### Your task
Copy out the entries exactly, from the first line to the last.

◇ ◇ ◇

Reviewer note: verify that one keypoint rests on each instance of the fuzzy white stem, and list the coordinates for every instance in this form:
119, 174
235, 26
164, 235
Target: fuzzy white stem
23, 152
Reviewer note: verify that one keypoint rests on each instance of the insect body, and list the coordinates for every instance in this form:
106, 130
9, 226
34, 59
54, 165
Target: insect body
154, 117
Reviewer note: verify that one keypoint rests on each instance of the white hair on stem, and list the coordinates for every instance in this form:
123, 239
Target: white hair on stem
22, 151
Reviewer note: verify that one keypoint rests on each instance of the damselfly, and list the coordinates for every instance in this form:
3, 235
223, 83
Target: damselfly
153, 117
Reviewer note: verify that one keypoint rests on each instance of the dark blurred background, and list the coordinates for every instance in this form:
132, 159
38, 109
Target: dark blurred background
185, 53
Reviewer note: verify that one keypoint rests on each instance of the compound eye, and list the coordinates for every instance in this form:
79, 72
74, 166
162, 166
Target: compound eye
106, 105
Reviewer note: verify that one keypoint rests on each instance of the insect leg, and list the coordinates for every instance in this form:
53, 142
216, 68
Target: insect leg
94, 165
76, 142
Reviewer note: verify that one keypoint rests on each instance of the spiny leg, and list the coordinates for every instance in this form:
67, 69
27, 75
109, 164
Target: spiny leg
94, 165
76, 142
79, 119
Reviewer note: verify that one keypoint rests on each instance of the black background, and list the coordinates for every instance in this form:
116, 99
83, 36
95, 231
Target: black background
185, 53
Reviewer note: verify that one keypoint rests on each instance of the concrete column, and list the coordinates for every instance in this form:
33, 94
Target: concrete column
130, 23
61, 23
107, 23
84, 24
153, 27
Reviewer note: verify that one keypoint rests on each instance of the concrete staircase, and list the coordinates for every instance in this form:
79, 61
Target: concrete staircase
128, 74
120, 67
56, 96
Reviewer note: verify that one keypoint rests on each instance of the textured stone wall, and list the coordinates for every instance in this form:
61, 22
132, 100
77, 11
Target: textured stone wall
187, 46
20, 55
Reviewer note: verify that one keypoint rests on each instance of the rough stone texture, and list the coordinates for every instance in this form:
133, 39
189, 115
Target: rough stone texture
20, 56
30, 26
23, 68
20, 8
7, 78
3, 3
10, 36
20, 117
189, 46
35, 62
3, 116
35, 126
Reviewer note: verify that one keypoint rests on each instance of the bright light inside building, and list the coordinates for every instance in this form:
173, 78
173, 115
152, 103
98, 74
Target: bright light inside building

◇ ◇ ◇

### Solution to this task
Reviewer note: verify that one keypoint rests on each instance of the fuzzy white stem, and list the coordinates for every instance in this form:
119, 174
235, 26
164, 235
Target: fuzzy white stem
23, 152
Reviewer note: verify that one keypoint rests on each instance of the insect body, and list the coordinates for every instance in this form:
106, 130
9, 226
34, 59
54, 165
Target: insect body
154, 117
Reviewer note: verify that one keypoint rests on each instance of the white hair on stem, and list the coordinates for every instance in this form:
123, 239
Target: white hair on stem
22, 151
Reviewer note: verify that one keypoint rests on each instance of the damselfly, and list the coordinates for every instance in this form:
3, 235
223, 83
Target: damselfly
153, 117
Reviewer note: verify that one keypoint rests on each instance of the dark blurred background, and list the coordinates for every instance in this form:
132, 159
38, 109
Target: dark blurred background
185, 53
Reviewer note: verify that one keypoint rests on each instance of the compound eye, and list the coordinates for every instance in this form:
79, 72
74, 166
162, 166
Target: compound eye
106, 105
Reviewer note: verify that one keypoint rests on each instance of the insect leg, and list the coordinates for every instance in this form:
53, 142
216, 68
Target: insect leg
94, 165
76, 142
Reviewer note: verify that one keypoint rests on each instance of the spiny leg, and list the coordinates for every instance in this form:
67, 69
27, 75
109, 164
Target: spiny leg
94, 165
76, 142
79, 119
Reviewer note: verify that one keypoint rests on each instance of the black background, and list the coordinates for every instance in this form:
116, 99
83, 36
95, 231
Target: black background
185, 53
Reviewer note: verify that one keypoint rests on each instance of the concrete column, and list the coordinates for every instance in this form:
33, 94
Target: concrete column
130, 23
61, 23
107, 23
84, 24
153, 27
Reviewer note: verify that one keypoint rests on each instance of the concrete staircase, and list the coordinates for every instance in this form:
79, 61
Target: concrete staircase
128, 74
120, 67
56, 96
Reviewer note: verify that one keypoint rests on each instance of the textured stone wall, and list the coordinates for every instance in this form:
61, 22
132, 100
77, 11
Target: textured stone wall
187, 46
20, 55
Reviewer note: verify that one keypoint rests on each instance of the rough stone texture, and list the coordinates for every instance in this form:
133, 39
189, 115
Target: rough stone texture
20, 56
30, 26
23, 68
20, 8
7, 78
3, 3
10, 36
20, 117
189, 46
35, 62
3, 116
35, 126
Reviewer note: verify that one keypoint rests on each instance of the bright light inside building, and list the coordinates for every instance in this form:
173, 78
173, 115
152, 103
98, 74
Target: bright light inside building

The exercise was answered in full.